_STUDY QUESTIONS:_
a – From the excerpt on the motion to suppress, extract the passage between "If evidence is" and "Cal.4th 262, 268-269.)", inclusive.
b – In the excerpt on the motion to suppress, what did the trial court conclude about whether Shabazz was detained when the officers blocked his car?

_EXCERPT TO READ:_

::::

If evidence is obtained following a detention not supported by reasonable suspicion, the question "'is whether the chain of causation proceeding from the unlawful conduct has become so attenuated or has been interrupted by some intervening circumstance so as to remove the "taint" imposed upon that evidence by the original illegality.' [Citation.]" (People v. Brendlin (2008) 45 Cal.4th 262, 268-269.)

Police officers are allowed to conduct warrantless searches incident to lawful arrests. (Arizona v. Gant (2009) 556 U.S. 332, 338 (Gant).) This exception to the warrant requirement "derives from interests in officer safety and evidence preservation that are typically implicated in arrest situations. [Citations.]" (Ibid.) "[A] search incident to arrest may only include 'the arrestee's person and the area "within his immediate control" . . .' [Citation.]" (Id. at p. 339.) "That limitation, which continues to define the boundaries of the exception, ensures that the scope of a search incident to arrest is commensurate with its purposes of protecting arresting officers and safeguarding any evidence of the offense of arrest that an arrestee might conceal or destroy." (Ibid.)

B. Relevant Proceedings

Shabazz filed a motion to suppress the gun evidence, arguing the gun was discovered because of an unlawful detention conducted without reasonable suspicion. After Officer Peralta testified at the preliminary hearing, the trial court heard argument on the motion to suppress. The trial court concluded Shabazz was not detained when the officers blocked his car. The trial court then stated it believed the reason for the encounter was to give Shabazz a loitering citation, though the trial court acknowledged Officer Peralta had not stated that was his reason. The trial court denied the motion to suppress.

::::

_GIVEN INFORMATION:_

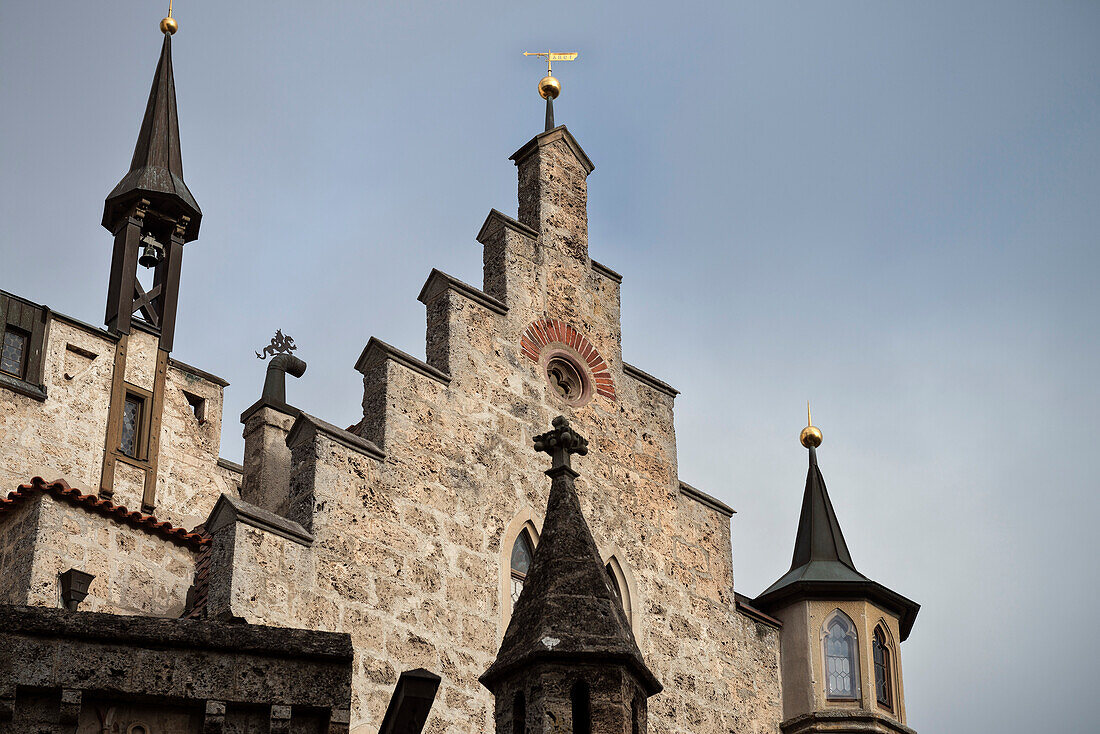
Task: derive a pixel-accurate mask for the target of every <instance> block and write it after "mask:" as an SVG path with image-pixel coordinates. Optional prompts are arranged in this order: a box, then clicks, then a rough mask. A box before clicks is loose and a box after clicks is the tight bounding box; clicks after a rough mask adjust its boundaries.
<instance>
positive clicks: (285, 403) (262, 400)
mask: <svg viewBox="0 0 1100 734" xmlns="http://www.w3.org/2000/svg"><path fill="white" fill-rule="evenodd" d="M261 408H271V409H273V410H278V412H279V413H282V414H284V415H288V416H290V417H292V418H297V417H298V414H300V413H301V410H299V409H298V408H296V407H294V406H293V405H288V404H286V403H281V402H278V401H274V399H272V398H270V397H261V398H260V399H259V401H256V402H255V403H253V404H252V405H250V406H249V407H246V408H244V412H243V413H241V423H244V421H245V420H248V419H249V418H251V417H252V415H253V414H255V413H256V412H257V410H260V409H261Z"/></svg>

::::

_RESULTS BY TASK:_
a –
If evidence is obtained following a detention not supported by reasonable suspicion, the question "'is whether the chain of causation proceeding from the unlawful conduct has become so attenuated or has been interrupted by some intervening circumstance so as to remove the "taint" imposed upon that evidence by the original illegality.' [Citation.]" (People v. Brendlin (2008) 45 Cal.4th 262, 268-269.)

b – The trial court concluded that Shabazz was not detained when the officers blocked his car.